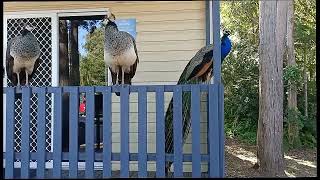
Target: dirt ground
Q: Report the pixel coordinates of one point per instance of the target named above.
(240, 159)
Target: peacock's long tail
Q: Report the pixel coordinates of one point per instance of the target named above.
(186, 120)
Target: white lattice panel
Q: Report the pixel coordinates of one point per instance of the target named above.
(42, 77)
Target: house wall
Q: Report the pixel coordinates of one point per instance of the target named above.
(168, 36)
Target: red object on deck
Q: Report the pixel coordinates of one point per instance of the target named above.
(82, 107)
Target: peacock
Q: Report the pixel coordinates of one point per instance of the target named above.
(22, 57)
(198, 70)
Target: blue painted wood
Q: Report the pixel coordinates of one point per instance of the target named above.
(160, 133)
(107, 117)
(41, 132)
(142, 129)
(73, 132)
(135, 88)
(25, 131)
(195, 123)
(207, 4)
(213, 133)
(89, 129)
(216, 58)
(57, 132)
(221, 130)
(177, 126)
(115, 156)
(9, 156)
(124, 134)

----------------------------------------

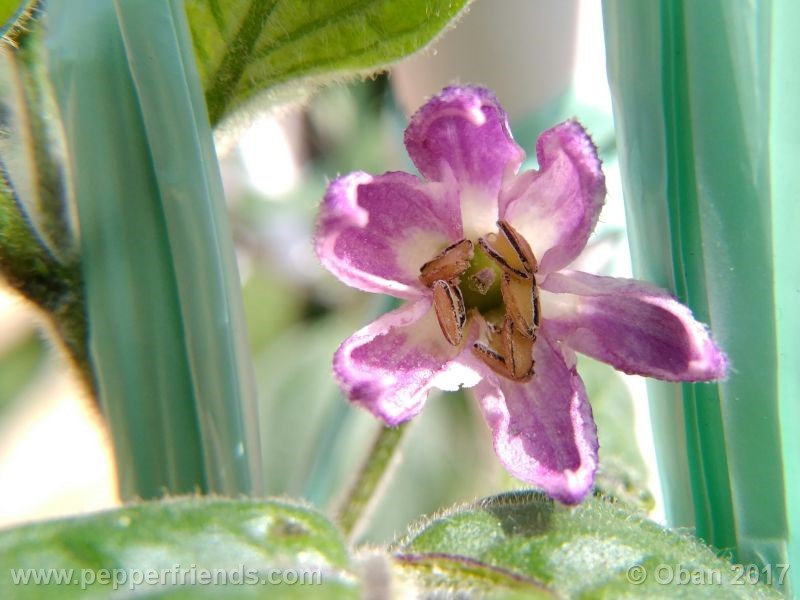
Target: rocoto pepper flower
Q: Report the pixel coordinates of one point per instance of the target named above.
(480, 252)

----------------------------------------

REQUIREMENT —
Pick out every line above that holds the word "peacock" and copy it.

OUTPUT —
Target: peacock's long tail
Target: peacock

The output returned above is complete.